# Requirement 1
Translate this sentence from the museum blog post into Spanish: "Right now (spring to autumn 2012) the museum sports a show on dinosaurs."
# Requirement 2
Rewrite the stretch of the museum blog post from "I've sworn to" through "for anybody else?", changing every "dinosaurs" to "fossils".

Tyrannosauras rex on the look out for its next pray. Yeah...

I've sworn to myself that this blog would focus on Southern Tuscany, and on Southern Tuscany only. And as I'm never slow to break any good resolution I ever came up with, here's a post about Florence. It's Natural History Museum just didn't seem to get enough exposure on the web without me. 

Right now (spring to autumn 2012) the museum sports a show on dinosaurs. Preferably you visit the museum once it is over. No, it isn't badly done. Not at all. It just had the same effect on me as Steven Spielberg's dinosaur movies. Unlike E.T., I still haven't been able to watch Jurassic Park in one go (and I'm normally not one to fall asleep during movies). I can see that the dinosaur triology gets five star votes from people who live on dinosaurs, but does it really work for anybody else?

And it's not just me. Whilst my kids ask for mercy when I frighten them into sleep with stories of carniverous Tyrannosaurus Rex, the up close meeting with the exemplar of the species at the museum's botanical garden made my five-year-old daughter... yawn. Poor old T Rex. I could literally hear his ancestors turning over in their graves.

# Recorded data
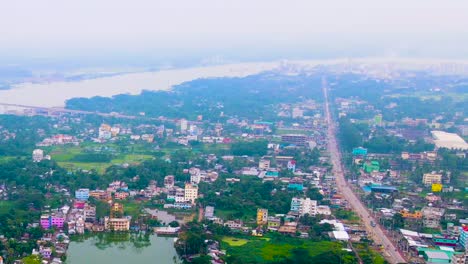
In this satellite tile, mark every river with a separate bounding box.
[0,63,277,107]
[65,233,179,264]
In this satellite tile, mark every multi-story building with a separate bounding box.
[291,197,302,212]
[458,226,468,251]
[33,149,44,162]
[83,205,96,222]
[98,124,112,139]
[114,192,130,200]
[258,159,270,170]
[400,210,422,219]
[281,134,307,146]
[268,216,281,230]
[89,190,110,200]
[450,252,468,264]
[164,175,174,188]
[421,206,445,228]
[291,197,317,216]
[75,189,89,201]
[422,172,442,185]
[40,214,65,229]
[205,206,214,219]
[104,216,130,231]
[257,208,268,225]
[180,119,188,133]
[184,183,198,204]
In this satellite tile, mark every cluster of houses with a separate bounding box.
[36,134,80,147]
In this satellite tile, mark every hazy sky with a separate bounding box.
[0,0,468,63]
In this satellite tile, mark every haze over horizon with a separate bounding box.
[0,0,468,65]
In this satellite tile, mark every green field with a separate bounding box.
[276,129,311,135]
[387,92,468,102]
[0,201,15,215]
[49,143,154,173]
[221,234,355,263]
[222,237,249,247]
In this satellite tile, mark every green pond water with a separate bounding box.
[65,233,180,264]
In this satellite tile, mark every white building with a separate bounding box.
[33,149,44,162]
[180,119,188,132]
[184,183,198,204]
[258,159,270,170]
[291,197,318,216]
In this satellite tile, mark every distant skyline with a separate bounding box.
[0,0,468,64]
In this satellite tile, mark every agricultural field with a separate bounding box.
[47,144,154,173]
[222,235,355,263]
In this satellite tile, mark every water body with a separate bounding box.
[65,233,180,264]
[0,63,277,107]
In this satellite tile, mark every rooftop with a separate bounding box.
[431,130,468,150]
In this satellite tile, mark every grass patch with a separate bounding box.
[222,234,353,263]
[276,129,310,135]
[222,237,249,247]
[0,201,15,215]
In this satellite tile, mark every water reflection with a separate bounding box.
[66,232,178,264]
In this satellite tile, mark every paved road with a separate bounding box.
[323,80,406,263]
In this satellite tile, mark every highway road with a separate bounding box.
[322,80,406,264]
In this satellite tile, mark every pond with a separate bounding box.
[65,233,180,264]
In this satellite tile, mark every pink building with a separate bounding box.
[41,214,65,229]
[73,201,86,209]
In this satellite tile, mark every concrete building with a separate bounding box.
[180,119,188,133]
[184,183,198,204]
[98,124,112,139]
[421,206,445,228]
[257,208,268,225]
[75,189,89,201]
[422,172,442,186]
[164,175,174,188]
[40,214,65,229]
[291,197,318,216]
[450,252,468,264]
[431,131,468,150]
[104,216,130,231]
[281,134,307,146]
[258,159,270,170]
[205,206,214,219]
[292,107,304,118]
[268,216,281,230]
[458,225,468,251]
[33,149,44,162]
--
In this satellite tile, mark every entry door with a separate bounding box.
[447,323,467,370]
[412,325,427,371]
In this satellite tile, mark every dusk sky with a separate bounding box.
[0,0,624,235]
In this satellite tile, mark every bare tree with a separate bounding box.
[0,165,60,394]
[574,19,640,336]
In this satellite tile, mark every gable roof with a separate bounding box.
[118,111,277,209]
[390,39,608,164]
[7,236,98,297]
--
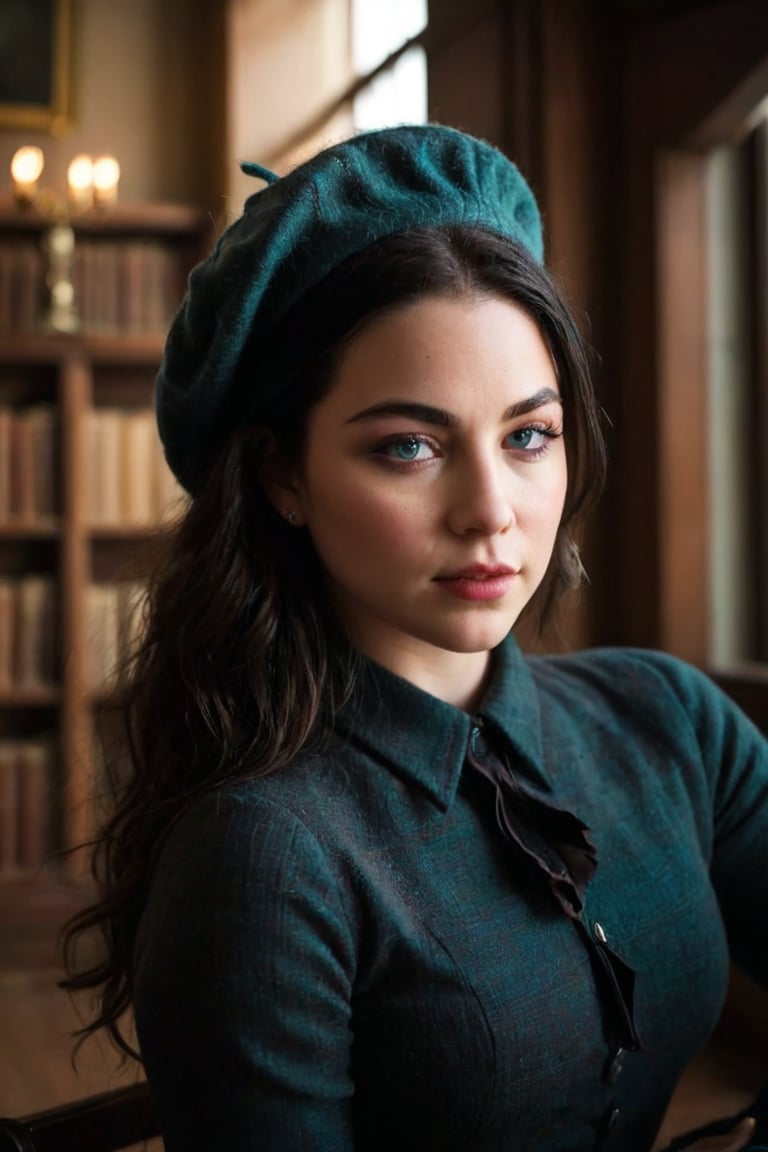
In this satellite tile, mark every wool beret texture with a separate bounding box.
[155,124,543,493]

# Your response 1
En este momento (de primavera a otoño de 2012), el museo presenta una exposición sobre dinosaurios.

# Your response 2
I've sworn to myself that this blog would focus on Southern Tuscany, and on Southern Tuscany only. And as I'm never slow to break any good resolution I ever came up with, here's a post about Florence. It's Natural History Museum just didn't seem to get enough exposure on the web without me. 

Right now (spring to autumn 2012) the museum sports a show on fossils. Preferably you visit the museum once it is over. No, it isn't badly done. Not at all. It just had the same effect on me as Steven Spielberg's dinosaur movies. Unlike E.T., I still haven't been able to watch Jurassic Park in one go (and I'm normally not one to fall asleep during movies). I can see that the dinosaur triology gets five star votes from people who live on fossils, but does it really work for anybody else?